Task requirements = Word for word, reproduce each of the entries.

___ Data to examine

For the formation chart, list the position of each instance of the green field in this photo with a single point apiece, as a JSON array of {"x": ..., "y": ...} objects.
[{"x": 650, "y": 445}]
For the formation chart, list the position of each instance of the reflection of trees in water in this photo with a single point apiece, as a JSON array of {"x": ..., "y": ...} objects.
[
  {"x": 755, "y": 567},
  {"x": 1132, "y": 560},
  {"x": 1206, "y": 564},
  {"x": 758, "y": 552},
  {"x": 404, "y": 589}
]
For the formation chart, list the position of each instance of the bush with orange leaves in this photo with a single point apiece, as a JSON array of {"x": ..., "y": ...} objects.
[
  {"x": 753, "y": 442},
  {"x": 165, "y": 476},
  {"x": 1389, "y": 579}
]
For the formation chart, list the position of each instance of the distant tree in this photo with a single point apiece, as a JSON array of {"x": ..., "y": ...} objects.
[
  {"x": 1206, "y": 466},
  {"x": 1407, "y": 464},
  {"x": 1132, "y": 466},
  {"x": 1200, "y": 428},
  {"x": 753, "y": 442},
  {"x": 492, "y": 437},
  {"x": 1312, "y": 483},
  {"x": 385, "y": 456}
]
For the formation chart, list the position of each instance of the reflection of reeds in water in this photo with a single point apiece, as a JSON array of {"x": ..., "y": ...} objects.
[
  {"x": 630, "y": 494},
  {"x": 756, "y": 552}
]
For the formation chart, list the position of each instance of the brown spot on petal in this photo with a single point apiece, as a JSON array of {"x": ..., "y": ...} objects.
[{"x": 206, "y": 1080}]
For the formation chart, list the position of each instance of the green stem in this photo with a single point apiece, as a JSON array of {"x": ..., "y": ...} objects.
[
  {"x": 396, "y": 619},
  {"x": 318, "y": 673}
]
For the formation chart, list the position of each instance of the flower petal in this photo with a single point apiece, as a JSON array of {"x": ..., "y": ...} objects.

______

Answer below =
For the formation chart, list the position of each instance of the green field in this photo with a single point apiece, as a JSON array of {"x": ..., "y": ...} objects.
[{"x": 650, "y": 445}]
For the formation chart, list the position of each instance of the reflection of trees in water in this photo with a single point apiece, as a JSON array of {"x": ..., "y": ...} objects.
[
  {"x": 755, "y": 567},
  {"x": 1132, "y": 560},
  {"x": 1206, "y": 564},
  {"x": 758, "y": 552},
  {"x": 404, "y": 589}
]
For the formation chart, list the position of each instance of the bush with orange leaves in this photo with a single point apiece, as a JSON array of {"x": ..., "y": ...} objects.
[
  {"x": 753, "y": 442},
  {"x": 165, "y": 476},
  {"x": 1389, "y": 579}
]
For the formation chart, list the position of each instance of the distant tree in this photo with a single point apiece, as a JSON array of {"x": ..., "y": ...} objects.
[
  {"x": 1206, "y": 466},
  {"x": 1407, "y": 464},
  {"x": 1132, "y": 466},
  {"x": 1200, "y": 428},
  {"x": 753, "y": 442},
  {"x": 492, "y": 437},
  {"x": 1312, "y": 483},
  {"x": 385, "y": 456}
]
For the formation chart, list the position of each instance of the reflection of reeds in water in this photo with a single point apiece, as a JSON array of {"x": ..., "y": ...} objects.
[
  {"x": 630, "y": 494},
  {"x": 756, "y": 552}
]
For the formation chart, list the position of each instance of the brown spot on petal in this photo with a single point apiece, as a JSON array of {"x": ..., "y": ...} objects.
[{"x": 206, "y": 1080}]
For the formation chart, list the position of each instance of the green stem in this photo with a single point apiece, as a JSON array of {"x": ..., "y": ...} objects.
[
  {"x": 396, "y": 619},
  {"x": 318, "y": 673}
]
For the formation chart, list the position of each instance of the flower petal in this photo with a single point apiece, as a JSON array of {"x": ..., "y": ...} objects.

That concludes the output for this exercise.